__DESCRIPTION DE LA TÂCHE__.
Dans le texte sur la permanence et la continuité des soins, à qui revient le rôle d'organiser la permanence des soins ?

La permanence et continuité des soins
L’activité d’urgence est intimement liée aux obligations de permanence et de continuité des soins (PCS). La permanence des soins correspond à « la possibilité de répondre à une demande de soins à un animal en péril, à tout instant ». Chaque vétérinaire en tant qu’individu n’est pas tenu à la permanence des soins. C’est une obligation déontologique imposée à la profession dans son ensemble envers les propriétaires d’animaux. Il est du rôle de l’Ordre de l’organiser et de vérifier que cette mission de « service au public » est accomplie. La continuité des soins correspond au suivi des animaux précédemment confiés au vétérinaire traitant par les propriétaires et les éleveurs. C’est une obligation déontologique imposée au praticien envers sa clientèle.
Entre sens du devoir et épuisement professionnel
En 2005 déjà, 72 % des vétérinaires se disaient stressés par la continuité des soins, et 77 % considéraient que cette obligation détériorait leur qualité de vie personnelle1. Plus récemment, une étude, réalisée en 2019 par le conseil régional de l’Ordre des vétérinaires de Nouvelle-Aquitaine, s’est intéressée au ressenti des praticiens en matière de PCS2. Parmi les points positifs cités par les vétérinaires interrogés figuraient notamment le bien-être animal et le sentiment d’accomplir son devoir. Pour les points négatifs, 77 % d’entre eux soulignaient le déséquilibre entre travail et vie privée, et 67,5 % évoquaient un sentiment de corvéabilité. Les impayés, les difficultés de recrutement et l’agressivité du public étaient également signalés parmi les critères de pénibilité dans l’organisation de la PCS. Enfin, le rapport Truchot3 sur la santé au travail des vétérinaires (2022) identifie les gardes de nuit comme un « point de crispation majeur », source d’épuisement professionnel et de dégradation de la vie personnelle.
1. Lesage A. Aspects juridiques des urgences vétérinaires. Thèse d’exercice [Médecine vétérinaire]. Toulouse: École nationale vétérinaire de Toulouse; 2011.
2. Buquet J. La permanence et continuité des soins. La Semaine Vétérinaire n° 1798, du 16 février 2019.
3. Truchot D, Andela M., Mudry A. La santé au travail des vétérinaires : une recherche nationale. Rapport de recherche pour le Conseil national de l’Ordre des vétérinaires et l’association Vétos-Entraide; 2022.

__DONNÉES ÉTUDIÉES__.
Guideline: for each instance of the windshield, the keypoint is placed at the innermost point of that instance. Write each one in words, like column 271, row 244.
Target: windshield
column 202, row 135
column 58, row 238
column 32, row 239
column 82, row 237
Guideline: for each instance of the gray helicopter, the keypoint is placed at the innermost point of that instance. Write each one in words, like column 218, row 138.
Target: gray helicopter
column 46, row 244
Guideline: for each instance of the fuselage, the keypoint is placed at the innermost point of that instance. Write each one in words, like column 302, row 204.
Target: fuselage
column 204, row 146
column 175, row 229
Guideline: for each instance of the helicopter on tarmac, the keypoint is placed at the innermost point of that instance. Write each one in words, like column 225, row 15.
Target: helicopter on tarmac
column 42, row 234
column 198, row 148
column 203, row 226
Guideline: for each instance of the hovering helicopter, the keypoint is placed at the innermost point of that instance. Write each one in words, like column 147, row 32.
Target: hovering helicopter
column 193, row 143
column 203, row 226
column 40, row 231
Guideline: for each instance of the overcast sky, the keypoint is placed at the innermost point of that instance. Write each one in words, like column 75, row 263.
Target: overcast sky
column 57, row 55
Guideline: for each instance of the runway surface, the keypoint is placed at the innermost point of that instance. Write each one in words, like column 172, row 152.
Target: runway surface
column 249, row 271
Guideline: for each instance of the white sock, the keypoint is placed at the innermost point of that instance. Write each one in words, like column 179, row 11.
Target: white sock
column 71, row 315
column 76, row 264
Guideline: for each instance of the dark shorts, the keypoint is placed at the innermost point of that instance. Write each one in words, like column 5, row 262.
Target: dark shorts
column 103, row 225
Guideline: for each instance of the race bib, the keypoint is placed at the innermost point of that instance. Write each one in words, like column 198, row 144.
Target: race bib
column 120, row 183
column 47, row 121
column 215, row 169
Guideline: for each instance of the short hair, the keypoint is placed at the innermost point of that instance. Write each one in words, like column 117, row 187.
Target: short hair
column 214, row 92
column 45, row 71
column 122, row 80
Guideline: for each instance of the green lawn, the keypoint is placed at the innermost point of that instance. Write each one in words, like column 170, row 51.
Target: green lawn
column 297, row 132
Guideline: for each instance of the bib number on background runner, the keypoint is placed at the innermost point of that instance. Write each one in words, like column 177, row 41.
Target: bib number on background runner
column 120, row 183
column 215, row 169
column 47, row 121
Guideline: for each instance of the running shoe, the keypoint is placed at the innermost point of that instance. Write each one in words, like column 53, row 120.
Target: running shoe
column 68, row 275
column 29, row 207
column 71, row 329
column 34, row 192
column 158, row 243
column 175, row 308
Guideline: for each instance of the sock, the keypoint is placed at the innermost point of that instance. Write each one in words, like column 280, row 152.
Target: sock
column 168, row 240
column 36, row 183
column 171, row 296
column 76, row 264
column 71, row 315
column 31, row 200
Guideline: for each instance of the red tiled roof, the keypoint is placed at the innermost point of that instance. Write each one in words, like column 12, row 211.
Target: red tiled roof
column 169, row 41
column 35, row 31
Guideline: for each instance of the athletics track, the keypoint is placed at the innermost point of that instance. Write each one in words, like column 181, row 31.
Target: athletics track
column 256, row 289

__EXERCICE CORRIGÉ__.
À l'Ordre, qui doit aussi vérifier que cette mission de « service au public » est accomplie.